Stored items from a collection:
────

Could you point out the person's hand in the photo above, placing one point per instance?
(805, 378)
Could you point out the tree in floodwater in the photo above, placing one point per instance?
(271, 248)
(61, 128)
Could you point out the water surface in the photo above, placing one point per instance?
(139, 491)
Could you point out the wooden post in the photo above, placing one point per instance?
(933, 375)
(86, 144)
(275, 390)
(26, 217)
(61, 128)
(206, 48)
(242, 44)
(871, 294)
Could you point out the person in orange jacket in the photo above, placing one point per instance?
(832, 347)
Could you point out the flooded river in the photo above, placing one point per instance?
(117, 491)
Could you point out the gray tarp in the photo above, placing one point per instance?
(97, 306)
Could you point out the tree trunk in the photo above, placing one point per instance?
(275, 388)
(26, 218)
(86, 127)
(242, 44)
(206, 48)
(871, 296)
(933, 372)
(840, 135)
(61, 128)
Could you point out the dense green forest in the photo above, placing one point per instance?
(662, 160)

────

> _REQUIRED WORK_
Output the entries above exactly, please, with nothing dropped.

> _EXERCISE RESPONSE_
Could you point out the person's hand in the photo above, placing one point per instance?
(805, 378)
Could you point out the tree in floodwater in the photo above, placing one point per instance?
(271, 248)
(61, 128)
Could you point out the water surface in the photo above, placing one point per instance?
(139, 491)
Could you point out the wooden post in the photo above, placing one point per instance?
(933, 375)
(86, 144)
(275, 390)
(26, 217)
(61, 128)
(206, 48)
(242, 44)
(871, 294)
Could you point out the person in orange jacket in the photo above, placing one point per instance?
(832, 347)
Could you point out the flooded river in the photo above, placing one point per instance?
(117, 491)
Could you point out the gray tarp in the photo above, placing one point per instance?
(97, 306)
Could you point out the tree trunk in the photo above, placing one point per instance?
(275, 388)
(26, 218)
(86, 127)
(242, 44)
(206, 48)
(871, 296)
(933, 372)
(840, 135)
(61, 128)
Could you point out the dense green forest in the photo above, placing one point per instance?
(662, 160)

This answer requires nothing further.